▶ **Task data**:
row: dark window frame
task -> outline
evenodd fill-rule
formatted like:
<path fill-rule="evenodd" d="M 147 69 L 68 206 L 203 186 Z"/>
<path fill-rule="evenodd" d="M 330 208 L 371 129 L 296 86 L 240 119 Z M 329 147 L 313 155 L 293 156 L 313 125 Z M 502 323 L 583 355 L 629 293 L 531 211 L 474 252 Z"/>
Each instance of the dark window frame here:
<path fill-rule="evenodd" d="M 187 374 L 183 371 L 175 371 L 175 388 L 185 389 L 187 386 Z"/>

▶ **What to work on**: Print the listing again word for word, every line of it.

▶ **Full answer**:
row: dark window frame
task -> outline
evenodd fill-rule
formatted like:
<path fill-rule="evenodd" d="M 147 69 L 68 206 L 203 186 Z"/>
<path fill-rule="evenodd" d="M 330 208 L 371 129 L 296 86 L 240 119 Z M 329 147 L 313 155 L 293 156 L 313 125 Z M 502 323 L 583 355 L 629 293 L 531 211 L 474 252 Z"/>
Each instance of the dark window frame here:
<path fill-rule="evenodd" d="M 187 374 L 183 371 L 175 371 L 175 388 L 185 389 L 187 386 Z"/>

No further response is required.